Collection entries:
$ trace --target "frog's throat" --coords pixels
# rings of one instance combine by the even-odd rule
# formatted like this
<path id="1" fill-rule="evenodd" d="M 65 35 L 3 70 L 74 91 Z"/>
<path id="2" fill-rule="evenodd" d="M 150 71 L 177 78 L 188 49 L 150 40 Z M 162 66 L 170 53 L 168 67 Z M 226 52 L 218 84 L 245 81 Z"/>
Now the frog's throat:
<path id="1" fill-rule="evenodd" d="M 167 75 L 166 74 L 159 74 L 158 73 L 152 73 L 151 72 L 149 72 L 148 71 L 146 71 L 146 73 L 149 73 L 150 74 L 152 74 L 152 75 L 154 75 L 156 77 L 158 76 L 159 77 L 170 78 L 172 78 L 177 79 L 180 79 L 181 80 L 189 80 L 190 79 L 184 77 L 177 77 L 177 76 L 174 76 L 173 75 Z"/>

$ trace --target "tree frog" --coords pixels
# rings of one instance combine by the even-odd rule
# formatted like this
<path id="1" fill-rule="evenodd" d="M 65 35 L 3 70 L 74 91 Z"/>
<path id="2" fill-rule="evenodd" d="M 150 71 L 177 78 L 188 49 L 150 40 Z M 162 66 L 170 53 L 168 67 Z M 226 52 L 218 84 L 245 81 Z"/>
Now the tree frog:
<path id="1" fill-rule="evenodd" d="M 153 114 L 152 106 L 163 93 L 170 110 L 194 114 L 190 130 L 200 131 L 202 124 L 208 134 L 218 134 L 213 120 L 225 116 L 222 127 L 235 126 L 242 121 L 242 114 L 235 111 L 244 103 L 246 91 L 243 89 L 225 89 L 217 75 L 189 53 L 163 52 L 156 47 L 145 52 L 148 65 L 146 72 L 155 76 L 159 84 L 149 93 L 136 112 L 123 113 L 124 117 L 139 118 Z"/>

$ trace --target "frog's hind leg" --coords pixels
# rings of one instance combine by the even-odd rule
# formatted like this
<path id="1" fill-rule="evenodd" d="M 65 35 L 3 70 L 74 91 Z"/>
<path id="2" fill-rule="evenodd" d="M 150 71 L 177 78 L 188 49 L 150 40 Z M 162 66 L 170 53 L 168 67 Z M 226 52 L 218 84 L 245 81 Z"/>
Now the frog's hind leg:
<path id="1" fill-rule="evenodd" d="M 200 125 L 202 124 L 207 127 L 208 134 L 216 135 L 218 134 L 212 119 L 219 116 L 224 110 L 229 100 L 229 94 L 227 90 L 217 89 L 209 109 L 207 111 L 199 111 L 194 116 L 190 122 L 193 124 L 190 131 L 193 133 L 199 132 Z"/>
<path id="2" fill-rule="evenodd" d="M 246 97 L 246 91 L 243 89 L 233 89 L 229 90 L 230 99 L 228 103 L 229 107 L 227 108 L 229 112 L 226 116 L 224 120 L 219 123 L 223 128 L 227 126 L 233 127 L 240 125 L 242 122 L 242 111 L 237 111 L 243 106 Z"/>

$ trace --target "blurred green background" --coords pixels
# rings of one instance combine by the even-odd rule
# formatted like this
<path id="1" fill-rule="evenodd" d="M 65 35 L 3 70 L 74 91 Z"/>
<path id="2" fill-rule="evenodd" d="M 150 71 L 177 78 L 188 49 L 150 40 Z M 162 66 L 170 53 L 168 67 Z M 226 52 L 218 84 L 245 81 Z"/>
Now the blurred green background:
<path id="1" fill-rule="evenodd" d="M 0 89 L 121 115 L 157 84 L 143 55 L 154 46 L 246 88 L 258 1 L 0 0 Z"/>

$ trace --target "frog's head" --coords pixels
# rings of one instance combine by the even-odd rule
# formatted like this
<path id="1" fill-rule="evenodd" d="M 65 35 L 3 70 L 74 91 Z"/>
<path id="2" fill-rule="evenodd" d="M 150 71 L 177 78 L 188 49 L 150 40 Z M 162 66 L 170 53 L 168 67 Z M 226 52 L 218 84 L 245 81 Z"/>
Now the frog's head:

**Exercise prompt:** Copy out all of the rows above verbatim, leaving every character unchanged.

**Answer:**
$ trace --target "frog's throat" --coords pixels
# rings of one instance combine by the even-odd rule
# formatted like this
<path id="1" fill-rule="evenodd" d="M 65 35 L 3 70 L 74 91 Z"/>
<path id="2" fill-rule="evenodd" d="M 150 71 L 177 78 L 188 49 L 150 40 Z M 162 66 L 170 53 L 168 67 Z M 226 52 L 218 84 L 245 81 Z"/>
Now the frog's throat:
<path id="1" fill-rule="evenodd" d="M 167 75 L 166 74 L 159 74 L 158 73 L 152 73 L 151 72 L 149 72 L 148 71 L 146 71 L 146 73 L 149 73 L 150 74 L 152 74 L 152 75 L 154 75 L 156 77 L 158 76 L 159 77 L 170 78 L 172 78 L 177 79 L 180 79 L 181 80 L 189 80 L 190 79 L 184 77 L 177 77 L 177 76 L 174 76 L 173 75 Z"/>

$ trace --target "tree frog" --coords pixels
# rings of one instance combine by the even-odd rule
# formatted like this
<path id="1" fill-rule="evenodd" d="M 65 35 L 3 70 L 74 91 Z"/>
<path id="2" fill-rule="evenodd" d="M 150 71 L 177 78 L 188 49 L 150 40 Z M 162 66 L 170 53 L 168 67 Z M 226 52 L 218 84 L 245 81 Z"/>
Now the tree frog:
<path id="1" fill-rule="evenodd" d="M 153 114 L 152 106 L 163 93 L 170 110 L 194 114 L 190 130 L 200 131 L 202 124 L 208 134 L 218 134 L 213 120 L 225 116 L 222 127 L 235 126 L 242 121 L 242 114 L 235 111 L 244 103 L 246 91 L 243 89 L 225 89 L 217 75 L 189 53 L 163 52 L 156 47 L 145 52 L 148 65 L 146 72 L 155 76 L 159 84 L 149 93 L 136 112 L 123 113 L 124 117 L 139 118 Z"/>

$ trace --target "frog's hind leg" --coords pixels
# rings of one instance combine by the even-odd rule
# formatted like this
<path id="1" fill-rule="evenodd" d="M 65 35 L 3 70 L 74 91 Z"/>
<path id="2" fill-rule="evenodd" d="M 150 71 L 177 78 L 188 49 L 150 40 Z M 162 66 L 170 53 L 168 67 Z M 226 52 L 218 84 L 245 81 Z"/>
Now the frog's hind leg:
<path id="1" fill-rule="evenodd" d="M 200 125 L 202 124 L 207 127 L 208 134 L 216 135 L 218 134 L 212 119 L 219 116 L 224 110 L 229 100 L 229 94 L 227 90 L 217 89 L 209 109 L 207 111 L 199 111 L 194 116 L 190 122 L 193 124 L 190 131 L 193 133 L 199 132 Z"/>
<path id="2" fill-rule="evenodd" d="M 246 97 L 246 91 L 243 89 L 233 89 L 229 90 L 230 99 L 228 103 L 229 107 L 227 108 L 229 112 L 226 116 L 224 120 L 219 123 L 223 128 L 227 126 L 233 127 L 240 125 L 242 122 L 242 111 L 237 111 L 243 106 Z"/>

$ trace --target "blurred green background" --coords pixels
# rings of one instance combine by the even-odd rule
# formatted like this
<path id="1" fill-rule="evenodd" d="M 65 35 L 3 70 L 74 91 Z"/>
<path id="2" fill-rule="evenodd" d="M 150 71 L 177 78 L 188 49 L 150 40 Z M 162 66 L 170 53 L 168 67 Z M 226 52 L 218 84 L 245 81 Z"/>
Now the blurred green background:
<path id="1" fill-rule="evenodd" d="M 0 89 L 121 115 L 157 84 L 143 55 L 154 46 L 246 88 L 258 1 L 0 0 Z"/>

$ trace --target "frog's head" --coords pixels
# rings of one instance combine by the even-odd rule
# formatted like this
<path id="1" fill-rule="evenodd" d="M 65 35 L 3 70 L 74 91 Z"/>
<path id="2" fill-rule="evenodd" d="M 150 71 L 177 78 L 188 49 L 150 40 Z M 162 66 L 170 53 L 168 67 Z M 226 52 L 218 84 L 245 81 Z"/>
Now the frog's head:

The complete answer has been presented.